_Task objective_: Could you copy out every line of the data below, word for word and unchanged?
==*==
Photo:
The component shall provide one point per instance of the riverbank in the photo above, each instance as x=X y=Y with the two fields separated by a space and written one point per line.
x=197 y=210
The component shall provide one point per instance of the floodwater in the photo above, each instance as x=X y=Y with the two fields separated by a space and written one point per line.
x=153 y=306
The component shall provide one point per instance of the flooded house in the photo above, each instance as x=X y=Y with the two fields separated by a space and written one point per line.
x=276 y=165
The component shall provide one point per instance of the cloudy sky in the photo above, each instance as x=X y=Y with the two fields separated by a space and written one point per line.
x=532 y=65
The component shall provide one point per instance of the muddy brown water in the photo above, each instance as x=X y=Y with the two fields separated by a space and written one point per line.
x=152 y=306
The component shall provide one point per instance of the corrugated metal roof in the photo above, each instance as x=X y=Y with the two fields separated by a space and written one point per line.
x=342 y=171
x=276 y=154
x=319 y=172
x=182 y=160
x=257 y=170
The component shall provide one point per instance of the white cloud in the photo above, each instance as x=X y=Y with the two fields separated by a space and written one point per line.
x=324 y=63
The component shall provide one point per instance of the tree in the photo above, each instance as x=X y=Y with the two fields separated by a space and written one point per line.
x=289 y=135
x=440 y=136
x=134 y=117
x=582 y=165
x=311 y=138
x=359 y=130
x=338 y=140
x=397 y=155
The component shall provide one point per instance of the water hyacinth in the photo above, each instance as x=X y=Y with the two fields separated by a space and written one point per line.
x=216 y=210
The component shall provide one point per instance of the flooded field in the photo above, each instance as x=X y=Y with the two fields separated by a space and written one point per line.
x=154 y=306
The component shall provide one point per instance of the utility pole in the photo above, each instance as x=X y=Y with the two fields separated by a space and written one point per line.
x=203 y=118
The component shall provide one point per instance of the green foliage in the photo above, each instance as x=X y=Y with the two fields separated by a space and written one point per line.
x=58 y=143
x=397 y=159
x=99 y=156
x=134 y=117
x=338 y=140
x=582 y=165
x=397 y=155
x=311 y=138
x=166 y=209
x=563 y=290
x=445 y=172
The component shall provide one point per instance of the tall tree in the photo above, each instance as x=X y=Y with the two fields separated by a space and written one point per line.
==*==
_Solved problem_:
Photo:
The component shall provide one point per instance of the riverbank in the photo above, each instance as x=X y=Y with the two fields separated by a space and written one point per line.
x=197 y=210
The component shall provide one point per instance of the floodwater in the photo above, each instance as x=X y=Y with the two fields separated by a space and written one point per line.
x=153 y=306
The component shall provide one point per instance of the flooded house in the photo above, each instance as x=X y=Y with the two fields separated by a space and written one point per line.
x=276 y=165
The component shall provide one point per instance of the cloudy sky in the photo above, each instance as x=X y=Y with the two fields separated by a space and written one point per line.
x=532 y=65
The component shall provide one point per instance of the muddy brown water in the photo above, each instance as x=X y=Y with the two fields separated by a space and written one point per line.
x=152 y=306
The component shall provide one point per instance of the corrugated metal roof in the photo above, each instance as x=X y=Y with the two fields separated by a space and written one point per line.
x=342 y=171
x=276 y=154
x=319 y=172
x=182 y=160
x=257 y=170
The component shall provide one point per instance of the white cloud in the photo above, each instance as x=X y=Y with the two fields separated by a space and written one point per line.
x=324 y=63
The component shall provide one point per instance of the tree in the photo above, each instance as x=X y=Y with the two fields separated by a space and written one point per line.
x=289 y=135
x=440 y=136
x=134 y=117
x=582 y=165
x=311 y=138
x=359 y=130
x=338 y=140
x=397 y=155
The component shall provide one point per instance of the water hyacinth in the photo above, each instance as x=X y=Y with the two fields separated by a space and written one point per line.
x=216 y=210
The component shall provide one point per instance of the flooded field in the photo above, each instance as x=X y=Y with the two fields separated by a space and written one point per line.
x=154 y=306
The component shall provide one point per instance of the utility pole in the photo above, each instance as x=X y=Y with the two fields separated by a space and written one point per line.
x=203 y=118
The component shall provide one point per instance of the green foliage in the photo above, each instance as x=X y=Y with the two fields separated by a space and written one point per line.
x=58 y=143
x=397 y=159
x=99 y=156
x=134 y=117
x=338 y=140
x=582 y=165
x=397 y=155
x=311 y=138
x=166 y=209
x=563 y=290
x=445 y=172
The component shall provide one point per instance of the tall tree in the photo above, each instance as x=X y=Y with the two fields separated by a space and written one point per line.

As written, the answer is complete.